-- To do --
Could you find every line in the entries below that holds the word "gravel" and copy it?

-- Data to examine --
--- START ---
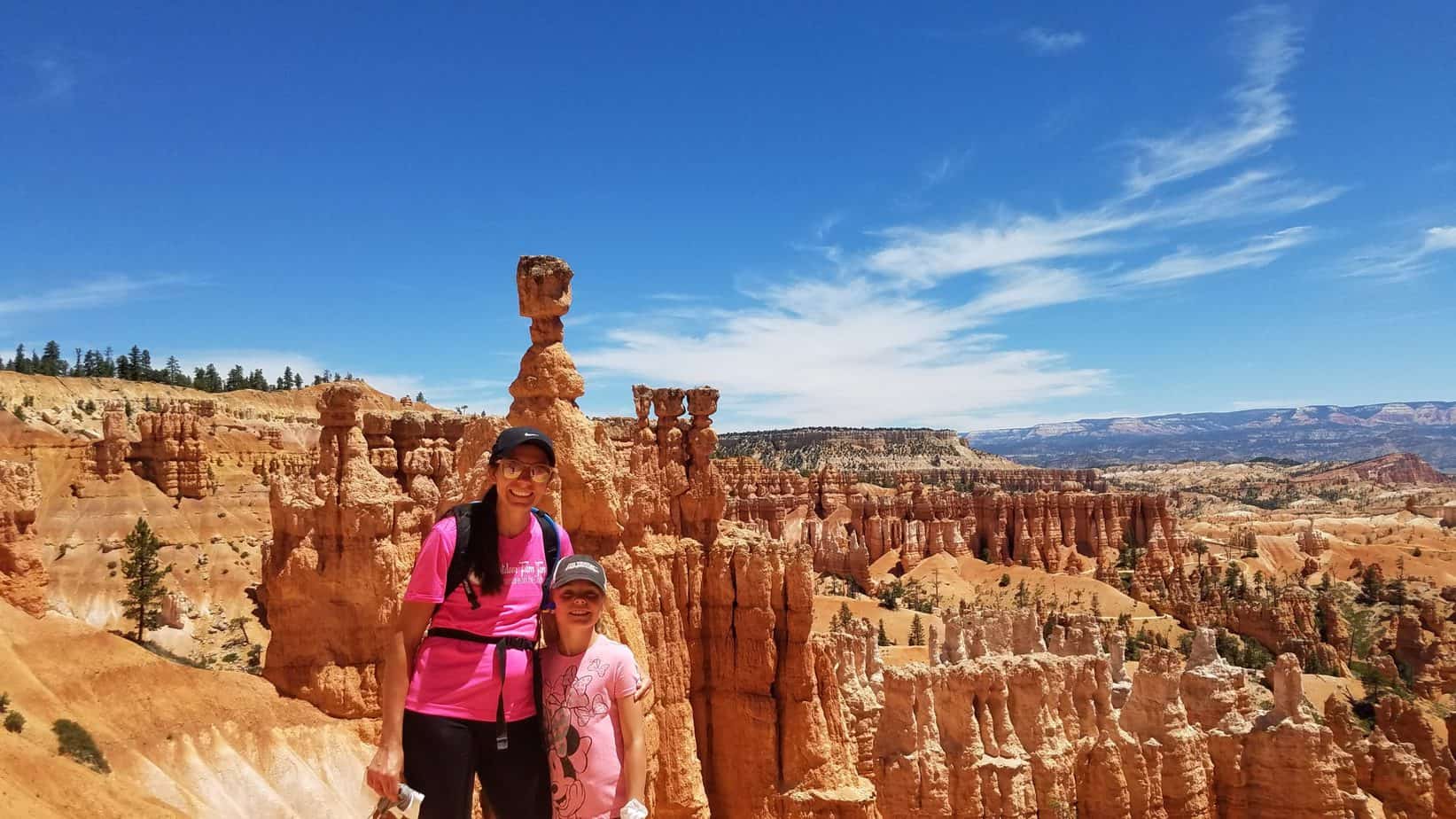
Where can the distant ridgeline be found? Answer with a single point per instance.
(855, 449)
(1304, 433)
--- END ---
--- START ---
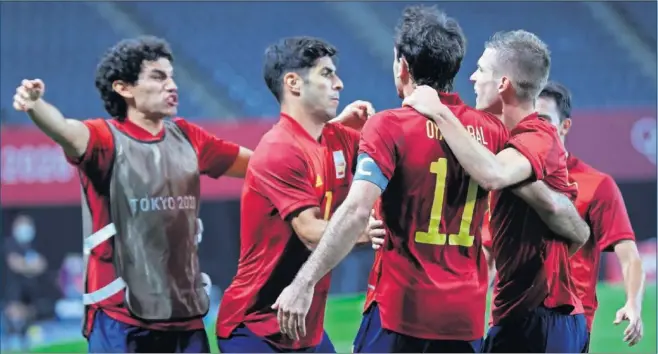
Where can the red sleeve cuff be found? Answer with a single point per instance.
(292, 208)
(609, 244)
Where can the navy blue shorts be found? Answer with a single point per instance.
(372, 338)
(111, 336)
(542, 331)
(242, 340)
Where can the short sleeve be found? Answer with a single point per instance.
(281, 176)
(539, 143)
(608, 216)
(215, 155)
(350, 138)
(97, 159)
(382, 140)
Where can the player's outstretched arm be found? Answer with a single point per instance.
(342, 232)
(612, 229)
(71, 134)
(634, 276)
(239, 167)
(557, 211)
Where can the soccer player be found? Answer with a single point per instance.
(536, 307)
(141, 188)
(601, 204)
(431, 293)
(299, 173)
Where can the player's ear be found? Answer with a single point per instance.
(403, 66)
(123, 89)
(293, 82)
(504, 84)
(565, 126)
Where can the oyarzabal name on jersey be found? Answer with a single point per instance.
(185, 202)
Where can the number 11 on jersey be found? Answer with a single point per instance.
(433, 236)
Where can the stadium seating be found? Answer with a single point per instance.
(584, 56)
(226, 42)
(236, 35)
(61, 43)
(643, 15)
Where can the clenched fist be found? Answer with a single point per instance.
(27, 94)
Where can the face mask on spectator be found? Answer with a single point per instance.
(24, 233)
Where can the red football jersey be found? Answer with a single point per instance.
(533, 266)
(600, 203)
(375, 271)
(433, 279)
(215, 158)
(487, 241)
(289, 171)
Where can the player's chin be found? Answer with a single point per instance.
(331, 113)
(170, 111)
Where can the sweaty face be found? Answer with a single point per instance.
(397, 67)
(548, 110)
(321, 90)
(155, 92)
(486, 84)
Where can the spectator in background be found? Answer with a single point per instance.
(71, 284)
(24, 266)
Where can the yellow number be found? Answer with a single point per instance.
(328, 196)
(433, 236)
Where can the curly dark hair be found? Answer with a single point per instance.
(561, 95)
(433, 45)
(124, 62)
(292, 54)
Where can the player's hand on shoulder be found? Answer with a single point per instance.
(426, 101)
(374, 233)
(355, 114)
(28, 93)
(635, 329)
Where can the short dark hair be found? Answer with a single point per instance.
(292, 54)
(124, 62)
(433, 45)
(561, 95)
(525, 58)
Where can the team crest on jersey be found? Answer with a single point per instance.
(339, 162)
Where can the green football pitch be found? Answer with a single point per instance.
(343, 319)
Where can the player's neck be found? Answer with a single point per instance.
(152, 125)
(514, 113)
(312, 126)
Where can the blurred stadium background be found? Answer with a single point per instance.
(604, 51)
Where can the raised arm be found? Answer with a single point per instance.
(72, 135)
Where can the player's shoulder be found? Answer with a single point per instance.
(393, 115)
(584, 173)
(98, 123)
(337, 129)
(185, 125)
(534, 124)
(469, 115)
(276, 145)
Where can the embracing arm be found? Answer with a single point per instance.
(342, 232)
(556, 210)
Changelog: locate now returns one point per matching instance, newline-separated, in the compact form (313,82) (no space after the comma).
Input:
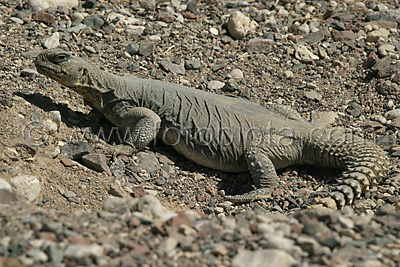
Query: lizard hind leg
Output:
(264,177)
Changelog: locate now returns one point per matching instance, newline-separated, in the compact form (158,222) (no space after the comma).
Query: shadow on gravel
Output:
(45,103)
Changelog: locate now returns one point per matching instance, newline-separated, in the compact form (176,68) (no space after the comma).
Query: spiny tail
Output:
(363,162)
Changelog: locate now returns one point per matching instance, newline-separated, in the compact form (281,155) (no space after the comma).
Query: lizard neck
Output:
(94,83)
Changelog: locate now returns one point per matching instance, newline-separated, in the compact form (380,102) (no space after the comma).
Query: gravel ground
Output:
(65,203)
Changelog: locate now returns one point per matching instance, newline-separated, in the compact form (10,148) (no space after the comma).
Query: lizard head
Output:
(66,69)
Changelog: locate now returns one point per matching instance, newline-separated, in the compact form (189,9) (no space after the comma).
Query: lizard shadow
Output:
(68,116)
--- END ---
-- Written response --
Query: shadow on gravel
Query: gravel ground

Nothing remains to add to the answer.